#### TRECHO PARA LEITURA ####
Apenas uma semana foi o tempo que a Assembleia Legislativa levou para aprovar uma proposta do Executivo que acaba com o cargo de Auxiliar de Desenvolvimento Rural do Instituto de Pesquisa, Assistência Técnica e Extensão Rural (Incaper). A “grande derrota”, como classificam com pesar os servidores, aconteceu na sessão ordinária desta terça-feira (11), e teve voto contra apenas do deputado Sergio Majeski (PSB) e aprovação com ressalva de Iriny Lopes (PT).

O Projeto de Lei Complementar (PLC) 8/2021 extingue imediatamente as 154 vagas hoje não ocupadas para o cargo e as outras 99 ainda ocupadas, na vacância, ou seja, serão extintas à medida que os servidores se aposentarem ou passarem por outro processo de saída do cargo.


Ao justificar seu voto, Iriny Lopes ressaltou que “a passos lentos estamos caminhando para uma desestatização perigosa do Espírito Santo” e que é preciso que o Estado assuma a sua vocação agrícola”.

“Eu tenho expectativa de que a gente possa voltar a uma mesa de conversa e negociação, para pensar um tipo de reestruturação para um órgão importantíssimo como o Incaper, capaz de fazer assessoria técnico-científica, para melhorar a qualidade da nossa produção, para subir a escala de produção, aproveitando cada vez mais a terra e fazendo dela a condição de voltar a produzir, e não de exaurir como são feitas nos latifúndios onde prevalece a monocultura e a terra é levada à exaustão, precisando de décadas e décadas e décadas e muito recurso para a sua recuperação. Solicito ao governo uma reabertura de conversa com esses atores”, destacou a parlamentar.
#### DADOS FORNECIDOS ####
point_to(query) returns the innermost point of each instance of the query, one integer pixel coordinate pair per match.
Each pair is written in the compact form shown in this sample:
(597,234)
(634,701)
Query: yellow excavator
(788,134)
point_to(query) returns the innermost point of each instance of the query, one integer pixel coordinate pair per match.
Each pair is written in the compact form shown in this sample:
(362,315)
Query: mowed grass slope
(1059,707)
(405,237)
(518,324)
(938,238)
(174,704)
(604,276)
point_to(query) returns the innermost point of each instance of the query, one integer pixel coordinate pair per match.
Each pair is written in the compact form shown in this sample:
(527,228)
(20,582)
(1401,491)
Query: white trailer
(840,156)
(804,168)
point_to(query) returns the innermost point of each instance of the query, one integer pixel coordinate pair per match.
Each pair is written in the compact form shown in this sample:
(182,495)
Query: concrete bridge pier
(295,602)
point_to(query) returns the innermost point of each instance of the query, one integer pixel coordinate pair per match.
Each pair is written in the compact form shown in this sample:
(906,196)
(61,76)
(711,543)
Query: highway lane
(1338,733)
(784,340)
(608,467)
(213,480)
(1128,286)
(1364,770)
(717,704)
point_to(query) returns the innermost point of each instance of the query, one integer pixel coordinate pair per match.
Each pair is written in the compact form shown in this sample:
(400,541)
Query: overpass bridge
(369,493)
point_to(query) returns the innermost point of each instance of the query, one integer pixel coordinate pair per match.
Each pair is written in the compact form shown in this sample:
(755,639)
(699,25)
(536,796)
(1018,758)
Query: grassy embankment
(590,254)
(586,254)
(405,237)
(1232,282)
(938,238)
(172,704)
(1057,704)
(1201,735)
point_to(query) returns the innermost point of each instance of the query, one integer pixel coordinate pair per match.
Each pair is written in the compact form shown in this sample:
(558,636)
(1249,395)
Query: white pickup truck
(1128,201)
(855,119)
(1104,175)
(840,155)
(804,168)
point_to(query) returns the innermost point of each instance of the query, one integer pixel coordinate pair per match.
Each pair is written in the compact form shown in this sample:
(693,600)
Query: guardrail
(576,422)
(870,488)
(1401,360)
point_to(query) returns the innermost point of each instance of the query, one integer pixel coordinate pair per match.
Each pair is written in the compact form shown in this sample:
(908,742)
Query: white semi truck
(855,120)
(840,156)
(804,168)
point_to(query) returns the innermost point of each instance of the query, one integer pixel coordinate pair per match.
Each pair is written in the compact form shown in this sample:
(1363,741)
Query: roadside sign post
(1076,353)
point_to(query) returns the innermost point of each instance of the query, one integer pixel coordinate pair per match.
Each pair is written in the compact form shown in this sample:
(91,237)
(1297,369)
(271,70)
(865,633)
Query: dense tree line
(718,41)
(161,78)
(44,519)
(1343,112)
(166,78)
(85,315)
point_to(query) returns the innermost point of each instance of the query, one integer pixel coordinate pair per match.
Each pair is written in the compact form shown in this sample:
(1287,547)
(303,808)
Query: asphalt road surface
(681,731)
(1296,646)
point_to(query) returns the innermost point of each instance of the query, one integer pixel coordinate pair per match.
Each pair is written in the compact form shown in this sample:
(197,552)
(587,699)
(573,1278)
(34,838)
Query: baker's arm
####
#### OBJETIVOS:
1. Reproduza o trecho da notícia sobre a extinção do cargo no Incaper, começando nas palavras que contêm "Ao justificar seu" e parando depois de "destacou a parlamentar.".
2. Continue a notícia sobre a extinção do cargo no Incaper, começando logo após a última frase apresentada.

#### RESPOSTAS ESCRITAS:
1.
Ao justificar seu voto, Iriny Lopes ressaltou que “a passos lentos estamos caminhando para uma desestatização perigosa do Espírito Santo” e que é preciso que o Estado assuma a sua vocação agrícola”.

“Eu tenho expectativa de que a gente possa voltar a uma mesa de conversa e negociação, para pensar um tipo de reestruturação para um órgão importantíssimo como o Incaper, capaz de fazer assessoria técnico-científica, para melhorar a qualidade da nossa produção, para subir a escala de produção, aproveitando cada vez mais a terra e fazendo dela a condição de voltar a produzir, e não de exaurir como são feitas nos latifúndios onde prevalece a monocultura e a terra é levada à exaustão, precisando de décadas e décadas e décadas e muito recurso para a sua recuperação. Solicito ao governo uma reabertura de conversa com esses atores”, destacou a parlamentar.

2.
Majeski questionou: “como será a substituição desses cargos que estão sendo eliminados? Processo seletivo, democrático? Ou ali estamos criando mais uma quantidade imensa de cargos que poderão ser ocupados também por apadrinhamento, como tem sido o tempo inteiro?”, provocou.

Presidente da Comissão de Agricultura da Casa, Janete de Sá (PMN) reconheceu que não houve consenso nas conversas que foram possíveis de serem feitas com a categoria, mas pediu que “essa redução de vagas se reverta em uma remuneração mais adequada para a parte técnica e principalmente em pesquisa, porque o Estado vai para frente, o país vai para frente com pesquisa”.

Já Gandini (Cidadania), ao ler o parecer pela constitucionalidade e aprovação produzido em reunião conjunta das comissões de Justiça, Cidadania, Agricultura e Finanças, alegou que o cargo extinto trata de “atividades eventuais” e que, por isso, “o governo entende que não precisa fazer concurso para esse cargo”, contratando, em seu lugar, “uma empresa prestadora de serviço complementar para suprir essa demanda sazonal, em especial, da colheita de café, que vai de maio a setembro”.

Continuidade e capacitação

A alegação, no entanto, está bem distante dos argumentos técnicos apresentados pela Associação dos Servidores do Incaper (Assin) e pelo Sindicato dos Trabalhadores e Servidores Públicos do Espírito Santo (Sindipúblicos).

“Partir de uma premissa da falta de mão de obra temporária para extinção de um cargo de maneira definitiva com vista a sua terceirização abre um grave precedente para que toda a execução de uma política pública permanente de caráter continuado e que necessita de um alto nível de especialização seja, a partir dessa decisão, alvo futuro de um processo maior de precarização em toda a estrutura do Instituto”, argumentaram as entidades em um manifesto conjunto apresentado aos deputados antes da votação.

“É preciso que seja promovido um maior debate sobre o tema, discutindo com todos os envolvidos os seus impactos. Não temos dúvidas de que existem soluções mais simples e muito mais eficazes, e estamos dispostos a debatê-las e dar nossa contribuição”, pediram.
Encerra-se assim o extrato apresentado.